### The problem
Change "cream fur" to "beige fur" in the stretch from the line containing "white dog -> box" through the line containing "296,49 -> 530,287", and give back only those lines, otherwise unaltered.

### Input
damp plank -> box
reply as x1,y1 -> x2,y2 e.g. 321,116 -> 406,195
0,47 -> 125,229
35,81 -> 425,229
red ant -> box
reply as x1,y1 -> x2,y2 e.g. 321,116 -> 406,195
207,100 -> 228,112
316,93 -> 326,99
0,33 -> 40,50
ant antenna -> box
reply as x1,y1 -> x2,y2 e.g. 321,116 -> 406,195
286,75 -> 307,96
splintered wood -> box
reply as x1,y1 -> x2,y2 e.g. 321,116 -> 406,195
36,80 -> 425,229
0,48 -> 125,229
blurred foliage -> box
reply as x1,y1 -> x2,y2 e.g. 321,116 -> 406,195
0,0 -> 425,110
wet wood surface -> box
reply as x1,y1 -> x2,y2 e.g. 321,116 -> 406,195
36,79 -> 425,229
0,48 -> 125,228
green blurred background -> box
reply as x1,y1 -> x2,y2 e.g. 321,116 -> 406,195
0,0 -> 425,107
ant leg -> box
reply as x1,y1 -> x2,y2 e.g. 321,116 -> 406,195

* * *

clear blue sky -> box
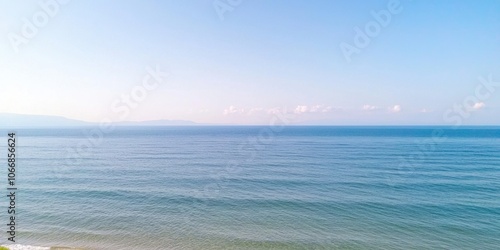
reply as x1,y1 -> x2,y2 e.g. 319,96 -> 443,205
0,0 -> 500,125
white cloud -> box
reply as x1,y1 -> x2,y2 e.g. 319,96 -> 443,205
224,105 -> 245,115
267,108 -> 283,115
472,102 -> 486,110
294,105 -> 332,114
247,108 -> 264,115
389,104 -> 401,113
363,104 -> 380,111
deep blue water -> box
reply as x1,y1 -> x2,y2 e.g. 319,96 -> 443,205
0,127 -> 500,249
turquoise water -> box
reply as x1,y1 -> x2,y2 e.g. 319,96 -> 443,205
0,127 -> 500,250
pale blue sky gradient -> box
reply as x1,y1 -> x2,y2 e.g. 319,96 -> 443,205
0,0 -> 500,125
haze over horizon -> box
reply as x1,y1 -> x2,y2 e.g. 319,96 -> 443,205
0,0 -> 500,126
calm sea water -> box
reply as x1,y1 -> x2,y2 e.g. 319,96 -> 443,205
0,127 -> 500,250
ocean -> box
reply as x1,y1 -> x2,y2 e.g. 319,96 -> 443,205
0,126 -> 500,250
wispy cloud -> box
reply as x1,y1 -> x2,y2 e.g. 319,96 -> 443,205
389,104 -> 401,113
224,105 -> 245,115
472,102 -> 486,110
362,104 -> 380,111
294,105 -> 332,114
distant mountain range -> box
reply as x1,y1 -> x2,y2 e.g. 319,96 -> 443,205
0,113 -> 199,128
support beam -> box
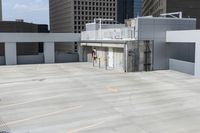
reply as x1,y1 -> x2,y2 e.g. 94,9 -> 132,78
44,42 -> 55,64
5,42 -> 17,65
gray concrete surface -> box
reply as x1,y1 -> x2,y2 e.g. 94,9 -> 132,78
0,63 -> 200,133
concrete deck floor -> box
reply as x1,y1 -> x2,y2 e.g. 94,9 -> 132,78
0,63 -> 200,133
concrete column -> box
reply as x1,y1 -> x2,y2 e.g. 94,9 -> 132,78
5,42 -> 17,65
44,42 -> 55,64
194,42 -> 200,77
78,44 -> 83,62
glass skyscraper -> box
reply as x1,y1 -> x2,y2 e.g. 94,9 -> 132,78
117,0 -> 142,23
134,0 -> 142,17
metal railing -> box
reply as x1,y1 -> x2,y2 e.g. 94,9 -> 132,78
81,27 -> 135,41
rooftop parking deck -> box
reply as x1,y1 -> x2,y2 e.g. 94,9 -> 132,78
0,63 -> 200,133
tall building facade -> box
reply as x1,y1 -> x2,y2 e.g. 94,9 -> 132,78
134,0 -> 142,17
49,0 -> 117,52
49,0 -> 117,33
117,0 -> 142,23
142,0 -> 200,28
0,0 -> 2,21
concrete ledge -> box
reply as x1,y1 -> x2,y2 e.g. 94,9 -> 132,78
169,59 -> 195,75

--

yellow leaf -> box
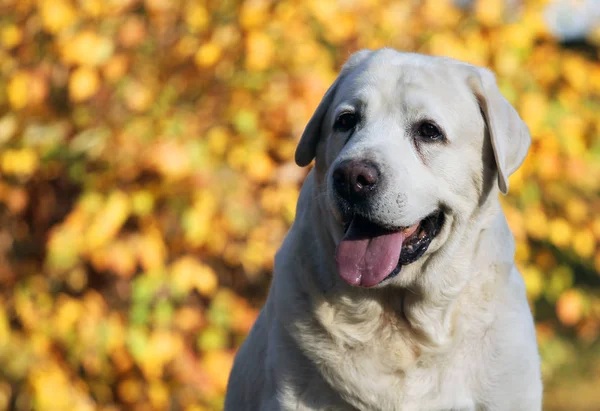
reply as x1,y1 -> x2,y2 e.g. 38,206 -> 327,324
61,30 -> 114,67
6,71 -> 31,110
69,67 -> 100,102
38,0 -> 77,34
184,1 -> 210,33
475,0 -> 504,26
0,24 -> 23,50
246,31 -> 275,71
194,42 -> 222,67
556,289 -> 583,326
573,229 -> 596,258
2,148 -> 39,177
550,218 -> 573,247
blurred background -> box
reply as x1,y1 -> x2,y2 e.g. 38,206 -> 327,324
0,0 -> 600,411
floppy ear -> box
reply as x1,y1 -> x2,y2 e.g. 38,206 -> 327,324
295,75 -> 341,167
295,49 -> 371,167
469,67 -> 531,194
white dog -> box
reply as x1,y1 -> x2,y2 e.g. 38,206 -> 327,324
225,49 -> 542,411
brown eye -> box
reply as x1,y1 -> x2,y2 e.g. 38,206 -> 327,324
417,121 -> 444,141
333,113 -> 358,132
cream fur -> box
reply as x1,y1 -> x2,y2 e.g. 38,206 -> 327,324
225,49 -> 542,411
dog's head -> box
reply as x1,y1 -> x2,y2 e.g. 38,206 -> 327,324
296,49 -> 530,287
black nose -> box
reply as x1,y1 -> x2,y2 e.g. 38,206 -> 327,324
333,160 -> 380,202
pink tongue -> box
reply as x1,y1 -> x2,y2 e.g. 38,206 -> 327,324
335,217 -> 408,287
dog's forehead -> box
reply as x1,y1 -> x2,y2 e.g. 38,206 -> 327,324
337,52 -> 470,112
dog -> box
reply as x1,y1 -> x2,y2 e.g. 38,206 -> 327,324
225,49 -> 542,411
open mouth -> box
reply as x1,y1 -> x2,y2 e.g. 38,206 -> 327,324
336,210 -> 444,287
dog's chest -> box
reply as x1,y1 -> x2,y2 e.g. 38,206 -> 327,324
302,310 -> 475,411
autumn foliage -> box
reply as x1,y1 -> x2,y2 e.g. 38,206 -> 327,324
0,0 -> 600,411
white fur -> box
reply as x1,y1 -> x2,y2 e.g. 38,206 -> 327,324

### Answer below
white dog -> box
reply as x1,y1 -> x2,y2 e.g. 38,206 -> 327,324
225,49 -> 542,411
brown eye -> box
reply as x1,y1 -> x2,y2 e.g. 38,206 -> 327,324
417,121 -> 444,141
333,113 -> 358,132
beige fur -> box
reply as x1,y1 -> x2,y2 e.g. 38,206 -> 327,324
225,49 -> 542,411
dog's head -> box
reply as x1,y1 -> x2,y2 e.g. 38,206 -> 327,324
296,49 -> 530,287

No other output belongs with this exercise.